REQUIRED WORK
Please count the lines of the material below that contain the string "item", and reply with only that number.

DATA EXCERPTS
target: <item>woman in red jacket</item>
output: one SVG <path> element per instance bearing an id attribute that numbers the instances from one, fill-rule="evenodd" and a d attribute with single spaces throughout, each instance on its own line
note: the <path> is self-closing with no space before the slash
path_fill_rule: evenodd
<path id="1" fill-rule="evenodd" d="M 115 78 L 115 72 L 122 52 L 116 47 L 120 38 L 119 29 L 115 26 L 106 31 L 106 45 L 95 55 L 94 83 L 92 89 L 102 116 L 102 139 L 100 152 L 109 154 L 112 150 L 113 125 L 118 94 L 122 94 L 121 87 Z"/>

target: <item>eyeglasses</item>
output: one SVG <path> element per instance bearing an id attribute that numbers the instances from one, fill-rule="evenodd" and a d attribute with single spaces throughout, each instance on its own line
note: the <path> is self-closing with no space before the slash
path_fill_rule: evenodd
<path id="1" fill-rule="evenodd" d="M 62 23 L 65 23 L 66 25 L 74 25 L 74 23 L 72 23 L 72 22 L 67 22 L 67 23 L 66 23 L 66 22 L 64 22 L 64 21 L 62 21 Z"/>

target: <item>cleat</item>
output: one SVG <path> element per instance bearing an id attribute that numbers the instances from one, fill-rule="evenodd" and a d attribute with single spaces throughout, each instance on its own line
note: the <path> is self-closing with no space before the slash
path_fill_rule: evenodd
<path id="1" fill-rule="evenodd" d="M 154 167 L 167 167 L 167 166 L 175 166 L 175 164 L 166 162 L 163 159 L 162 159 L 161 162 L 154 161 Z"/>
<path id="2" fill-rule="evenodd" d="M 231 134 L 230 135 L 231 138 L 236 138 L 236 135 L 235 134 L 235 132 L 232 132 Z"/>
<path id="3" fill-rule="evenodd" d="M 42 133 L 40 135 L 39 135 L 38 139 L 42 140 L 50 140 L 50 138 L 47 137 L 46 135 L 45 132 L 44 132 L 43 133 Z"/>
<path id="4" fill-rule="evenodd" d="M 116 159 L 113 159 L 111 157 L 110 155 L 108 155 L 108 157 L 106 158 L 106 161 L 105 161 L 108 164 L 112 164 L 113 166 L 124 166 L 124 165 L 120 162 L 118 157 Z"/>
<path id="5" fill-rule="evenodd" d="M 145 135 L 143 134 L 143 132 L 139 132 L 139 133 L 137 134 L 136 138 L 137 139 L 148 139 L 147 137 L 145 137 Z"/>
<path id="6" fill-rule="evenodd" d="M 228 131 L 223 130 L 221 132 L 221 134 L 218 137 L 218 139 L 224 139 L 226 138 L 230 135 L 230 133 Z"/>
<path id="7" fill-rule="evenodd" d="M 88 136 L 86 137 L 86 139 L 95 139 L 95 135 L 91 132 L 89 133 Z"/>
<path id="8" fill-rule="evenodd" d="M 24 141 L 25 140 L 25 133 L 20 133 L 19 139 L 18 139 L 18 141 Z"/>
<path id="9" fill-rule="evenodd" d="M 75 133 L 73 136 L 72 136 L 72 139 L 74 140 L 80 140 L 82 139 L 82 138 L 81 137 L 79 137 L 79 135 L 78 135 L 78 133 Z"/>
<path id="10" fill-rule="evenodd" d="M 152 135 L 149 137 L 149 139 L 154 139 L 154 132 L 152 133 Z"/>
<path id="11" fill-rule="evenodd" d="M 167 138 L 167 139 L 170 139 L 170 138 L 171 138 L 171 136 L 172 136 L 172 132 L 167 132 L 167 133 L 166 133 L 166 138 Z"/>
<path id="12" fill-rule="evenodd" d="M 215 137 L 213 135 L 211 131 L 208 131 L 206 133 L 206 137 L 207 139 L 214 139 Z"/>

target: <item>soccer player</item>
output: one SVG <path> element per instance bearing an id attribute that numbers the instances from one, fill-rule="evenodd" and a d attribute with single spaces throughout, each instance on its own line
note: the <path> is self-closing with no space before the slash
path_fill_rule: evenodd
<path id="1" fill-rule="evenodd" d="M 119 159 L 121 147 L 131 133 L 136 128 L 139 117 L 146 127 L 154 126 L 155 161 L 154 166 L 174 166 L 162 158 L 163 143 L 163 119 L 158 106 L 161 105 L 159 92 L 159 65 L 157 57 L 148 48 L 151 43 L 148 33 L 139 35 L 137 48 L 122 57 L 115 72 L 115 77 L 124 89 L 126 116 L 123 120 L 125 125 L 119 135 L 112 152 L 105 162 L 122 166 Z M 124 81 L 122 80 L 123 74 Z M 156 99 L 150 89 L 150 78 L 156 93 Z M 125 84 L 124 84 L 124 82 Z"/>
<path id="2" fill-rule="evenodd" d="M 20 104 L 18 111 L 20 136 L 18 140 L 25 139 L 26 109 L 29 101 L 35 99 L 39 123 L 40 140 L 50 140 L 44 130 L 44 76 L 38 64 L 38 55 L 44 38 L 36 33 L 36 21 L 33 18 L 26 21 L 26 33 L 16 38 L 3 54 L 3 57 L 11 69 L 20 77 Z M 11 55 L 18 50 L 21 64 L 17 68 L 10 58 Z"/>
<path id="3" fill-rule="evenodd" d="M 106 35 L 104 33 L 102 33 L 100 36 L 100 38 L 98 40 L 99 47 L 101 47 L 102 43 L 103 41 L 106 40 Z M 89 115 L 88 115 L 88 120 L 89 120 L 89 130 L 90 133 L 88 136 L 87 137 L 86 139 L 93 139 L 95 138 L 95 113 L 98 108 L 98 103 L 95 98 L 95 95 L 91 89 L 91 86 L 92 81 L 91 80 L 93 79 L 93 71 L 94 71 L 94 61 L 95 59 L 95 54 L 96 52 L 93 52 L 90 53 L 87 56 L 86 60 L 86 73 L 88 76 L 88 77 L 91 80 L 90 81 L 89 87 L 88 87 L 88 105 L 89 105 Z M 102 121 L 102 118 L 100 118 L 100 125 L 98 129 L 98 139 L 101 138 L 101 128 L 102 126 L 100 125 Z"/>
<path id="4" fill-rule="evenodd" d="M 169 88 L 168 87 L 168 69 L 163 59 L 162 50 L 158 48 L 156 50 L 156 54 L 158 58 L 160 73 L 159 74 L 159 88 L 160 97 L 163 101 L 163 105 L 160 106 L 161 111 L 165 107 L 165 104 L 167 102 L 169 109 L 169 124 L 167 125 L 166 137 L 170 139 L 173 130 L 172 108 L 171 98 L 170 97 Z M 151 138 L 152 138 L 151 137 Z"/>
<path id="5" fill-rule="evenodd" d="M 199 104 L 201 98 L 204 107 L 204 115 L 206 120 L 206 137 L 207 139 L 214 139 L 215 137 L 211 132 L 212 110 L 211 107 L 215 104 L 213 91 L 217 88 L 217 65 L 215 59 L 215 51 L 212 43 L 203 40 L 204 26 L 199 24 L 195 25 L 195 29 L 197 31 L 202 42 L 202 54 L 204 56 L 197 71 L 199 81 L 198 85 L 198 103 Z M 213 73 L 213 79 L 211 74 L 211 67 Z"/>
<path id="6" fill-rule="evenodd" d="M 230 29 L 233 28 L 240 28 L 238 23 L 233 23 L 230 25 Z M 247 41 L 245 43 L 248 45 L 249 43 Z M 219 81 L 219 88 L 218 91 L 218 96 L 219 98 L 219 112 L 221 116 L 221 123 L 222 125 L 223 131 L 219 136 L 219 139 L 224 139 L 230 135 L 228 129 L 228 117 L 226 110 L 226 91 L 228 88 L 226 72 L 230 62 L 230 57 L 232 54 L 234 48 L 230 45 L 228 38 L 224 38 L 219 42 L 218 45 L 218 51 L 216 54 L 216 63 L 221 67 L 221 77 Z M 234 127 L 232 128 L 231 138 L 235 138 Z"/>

REPLY TO THE TASK
4